-- Directions --
Starting at the line that contains "Where can the figure in", transcribe every remaining line of the entries exactly, including the last one.

-- Extracted records --
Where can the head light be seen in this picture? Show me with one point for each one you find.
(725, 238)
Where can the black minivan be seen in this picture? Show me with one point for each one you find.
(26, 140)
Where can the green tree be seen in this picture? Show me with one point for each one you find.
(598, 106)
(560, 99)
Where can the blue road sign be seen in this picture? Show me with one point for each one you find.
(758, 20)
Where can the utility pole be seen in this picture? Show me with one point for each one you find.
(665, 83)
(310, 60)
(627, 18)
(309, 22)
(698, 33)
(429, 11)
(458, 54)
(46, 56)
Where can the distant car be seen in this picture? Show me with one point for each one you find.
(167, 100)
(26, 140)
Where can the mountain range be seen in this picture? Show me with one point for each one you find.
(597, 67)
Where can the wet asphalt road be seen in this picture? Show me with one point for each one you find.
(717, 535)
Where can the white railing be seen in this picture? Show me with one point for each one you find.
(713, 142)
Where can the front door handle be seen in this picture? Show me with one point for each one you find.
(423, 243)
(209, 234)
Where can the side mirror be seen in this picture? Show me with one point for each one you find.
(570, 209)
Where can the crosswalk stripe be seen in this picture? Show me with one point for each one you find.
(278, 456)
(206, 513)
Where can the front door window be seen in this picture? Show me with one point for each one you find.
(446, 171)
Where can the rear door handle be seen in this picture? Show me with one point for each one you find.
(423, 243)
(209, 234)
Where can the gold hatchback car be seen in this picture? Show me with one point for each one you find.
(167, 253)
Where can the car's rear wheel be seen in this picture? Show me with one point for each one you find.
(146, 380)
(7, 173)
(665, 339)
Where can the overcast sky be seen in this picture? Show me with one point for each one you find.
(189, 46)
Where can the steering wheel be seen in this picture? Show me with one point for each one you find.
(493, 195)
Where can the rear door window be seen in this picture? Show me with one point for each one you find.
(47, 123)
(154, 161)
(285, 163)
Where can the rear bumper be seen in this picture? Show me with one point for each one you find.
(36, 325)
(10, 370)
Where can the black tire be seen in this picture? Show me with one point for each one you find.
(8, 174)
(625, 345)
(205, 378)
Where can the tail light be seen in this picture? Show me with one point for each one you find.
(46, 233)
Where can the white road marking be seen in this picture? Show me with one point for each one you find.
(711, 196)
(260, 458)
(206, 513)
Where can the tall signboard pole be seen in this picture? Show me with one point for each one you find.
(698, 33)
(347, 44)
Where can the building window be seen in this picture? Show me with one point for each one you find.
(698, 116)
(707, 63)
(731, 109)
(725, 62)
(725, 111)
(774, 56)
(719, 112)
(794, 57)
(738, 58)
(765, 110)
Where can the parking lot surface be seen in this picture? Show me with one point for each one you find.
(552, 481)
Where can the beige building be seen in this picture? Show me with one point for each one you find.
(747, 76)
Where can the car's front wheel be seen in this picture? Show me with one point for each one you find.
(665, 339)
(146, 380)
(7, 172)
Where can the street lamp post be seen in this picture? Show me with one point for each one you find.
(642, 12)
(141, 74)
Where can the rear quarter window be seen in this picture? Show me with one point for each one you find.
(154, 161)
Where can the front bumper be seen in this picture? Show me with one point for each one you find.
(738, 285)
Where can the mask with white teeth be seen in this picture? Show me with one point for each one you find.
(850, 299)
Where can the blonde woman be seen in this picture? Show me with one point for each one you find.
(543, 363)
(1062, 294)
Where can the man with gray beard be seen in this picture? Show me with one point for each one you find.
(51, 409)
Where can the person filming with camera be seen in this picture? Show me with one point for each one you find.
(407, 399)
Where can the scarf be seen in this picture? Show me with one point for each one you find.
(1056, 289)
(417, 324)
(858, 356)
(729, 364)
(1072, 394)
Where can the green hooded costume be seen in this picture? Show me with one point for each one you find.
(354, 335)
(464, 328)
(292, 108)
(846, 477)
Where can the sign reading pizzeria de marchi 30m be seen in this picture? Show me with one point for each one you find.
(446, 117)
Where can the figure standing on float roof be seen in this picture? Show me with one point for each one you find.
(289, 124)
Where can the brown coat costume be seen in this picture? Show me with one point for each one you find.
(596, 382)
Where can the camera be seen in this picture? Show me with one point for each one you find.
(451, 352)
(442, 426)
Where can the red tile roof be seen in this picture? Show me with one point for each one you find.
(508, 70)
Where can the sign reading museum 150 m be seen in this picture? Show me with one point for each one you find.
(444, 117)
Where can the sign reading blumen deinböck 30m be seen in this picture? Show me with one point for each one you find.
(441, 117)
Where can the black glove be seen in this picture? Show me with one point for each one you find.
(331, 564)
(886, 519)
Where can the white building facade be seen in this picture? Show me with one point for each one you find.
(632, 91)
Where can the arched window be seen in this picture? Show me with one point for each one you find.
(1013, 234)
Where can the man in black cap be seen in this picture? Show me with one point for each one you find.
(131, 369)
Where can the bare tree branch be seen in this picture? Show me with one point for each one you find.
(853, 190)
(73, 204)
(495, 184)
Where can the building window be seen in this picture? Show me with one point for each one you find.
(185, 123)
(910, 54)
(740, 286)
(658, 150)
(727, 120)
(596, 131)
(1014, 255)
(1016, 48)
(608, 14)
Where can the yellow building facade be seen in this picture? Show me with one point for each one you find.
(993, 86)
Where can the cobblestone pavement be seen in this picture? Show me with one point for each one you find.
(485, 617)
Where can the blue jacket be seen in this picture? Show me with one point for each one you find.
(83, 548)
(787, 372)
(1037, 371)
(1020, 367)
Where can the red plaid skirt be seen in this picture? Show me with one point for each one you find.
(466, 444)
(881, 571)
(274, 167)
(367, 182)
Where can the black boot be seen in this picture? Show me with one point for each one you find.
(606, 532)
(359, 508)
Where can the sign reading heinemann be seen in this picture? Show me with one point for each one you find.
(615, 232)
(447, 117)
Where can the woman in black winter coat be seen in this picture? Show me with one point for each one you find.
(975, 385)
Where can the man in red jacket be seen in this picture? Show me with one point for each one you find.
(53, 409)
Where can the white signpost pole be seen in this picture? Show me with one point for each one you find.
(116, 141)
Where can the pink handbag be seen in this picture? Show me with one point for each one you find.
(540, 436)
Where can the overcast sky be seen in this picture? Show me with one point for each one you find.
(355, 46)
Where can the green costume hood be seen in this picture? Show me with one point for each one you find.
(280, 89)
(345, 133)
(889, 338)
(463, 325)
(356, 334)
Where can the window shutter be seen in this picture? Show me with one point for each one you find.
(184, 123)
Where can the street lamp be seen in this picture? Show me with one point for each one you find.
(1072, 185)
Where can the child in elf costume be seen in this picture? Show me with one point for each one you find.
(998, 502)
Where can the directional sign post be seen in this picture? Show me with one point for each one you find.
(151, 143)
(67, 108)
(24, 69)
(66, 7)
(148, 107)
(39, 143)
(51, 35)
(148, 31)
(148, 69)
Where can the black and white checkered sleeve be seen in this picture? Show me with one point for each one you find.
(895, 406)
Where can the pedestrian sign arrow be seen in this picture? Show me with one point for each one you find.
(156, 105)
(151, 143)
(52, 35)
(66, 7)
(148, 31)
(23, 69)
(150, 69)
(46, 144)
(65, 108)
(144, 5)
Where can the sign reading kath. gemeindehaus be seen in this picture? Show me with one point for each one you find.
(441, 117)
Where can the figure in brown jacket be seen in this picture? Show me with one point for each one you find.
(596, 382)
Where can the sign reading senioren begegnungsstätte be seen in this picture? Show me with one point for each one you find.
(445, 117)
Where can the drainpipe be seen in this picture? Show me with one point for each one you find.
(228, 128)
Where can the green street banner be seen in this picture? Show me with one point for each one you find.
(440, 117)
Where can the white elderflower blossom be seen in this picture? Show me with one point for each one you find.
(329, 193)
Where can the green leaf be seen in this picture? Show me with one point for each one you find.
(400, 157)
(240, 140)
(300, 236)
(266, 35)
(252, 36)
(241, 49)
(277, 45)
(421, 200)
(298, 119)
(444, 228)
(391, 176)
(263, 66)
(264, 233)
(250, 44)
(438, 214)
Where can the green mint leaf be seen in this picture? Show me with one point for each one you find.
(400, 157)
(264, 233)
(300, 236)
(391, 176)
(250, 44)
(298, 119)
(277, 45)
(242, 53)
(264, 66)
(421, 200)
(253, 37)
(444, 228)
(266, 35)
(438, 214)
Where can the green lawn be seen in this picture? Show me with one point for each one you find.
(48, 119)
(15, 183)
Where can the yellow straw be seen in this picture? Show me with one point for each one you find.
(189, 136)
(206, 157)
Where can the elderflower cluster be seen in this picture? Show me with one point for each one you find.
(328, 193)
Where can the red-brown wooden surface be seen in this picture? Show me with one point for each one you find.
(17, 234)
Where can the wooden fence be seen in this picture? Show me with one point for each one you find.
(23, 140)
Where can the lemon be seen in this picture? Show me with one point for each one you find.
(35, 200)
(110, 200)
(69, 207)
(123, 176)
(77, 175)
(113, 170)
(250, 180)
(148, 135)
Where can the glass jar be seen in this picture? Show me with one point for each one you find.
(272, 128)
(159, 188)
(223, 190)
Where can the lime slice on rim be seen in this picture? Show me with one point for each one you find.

-- Task output --
Where can the figure in brown jacket be seen in this picture? Show me with one point for each one you find.
(596, 382)
Where can the sign reading senioren begegnungsstätte be seen in this picture? Show me with one point for each one you find.
(445, 117)
Where can the drainpipe be seen in this picture? Show me with one point for each one you find.
(228, 128)
Where can the green street banner be seen in this picture? Show me with one point for each one you find.
(440, 117)
Where can the white elderflower blossom be seen in this picture? Show me with one point for each one you find.
(329, 193)
Where can the green leaf be seen in this picture? Show me with one point for each one you find.
(400, 157)
(240, 140)
(300, 236)
(266, 35)
(252, 36)
(241, 49)
(277, 45)
(421, 200)
(298, 119)
(444, 228)
(391, 176)
(263, 66)
(264, 233)
(250, 44)
(438, 214)
Where can the green mint leaf be seen in this picture? Show me with one point for each one you find.
(400, 157)
(264, 233)
(300, 236)
(391, 176)
(250, 44)
(298, 119)
(277, 45)
(242, 53)
(264, 66)
(421, 200)
(253, 37)
(444, 228)
(266, 35)
(438, 214)
Where can the green lawn be seen in this picture? Show me with one point for each one you find.
(48, 119)
(15, 183)
Where can the yellow straw be seen in this picture? Show me with one point for each one you find.
(189, 136)
(206, 157)
Where can the elderflower cluster be seen in this picture? Show me with one point for each one you find.
(328, 193)
Where can the red-brown wooden surface be seen in this picture? Show me with one point for each one you find.
(17, 234)
Where can the wooden fence be seen in this picture? Show me with one point for each one you find.
(23, 140)
Where can the lemon be seen in this picture? Show me with one point for each one you find.
(35, 200)
(110, 200)
(69, 207)
(123, 176)
(77, 175)
(113, 170)
(250, 180)
(148, 135)
Where can the glass jar be seen in this picture? Show me with one point for each one you find.
(272, 128)
(159, 188)
(223, 190)
Where can the lime slice on rim be seen in this picture? Show me with one point for each one you find.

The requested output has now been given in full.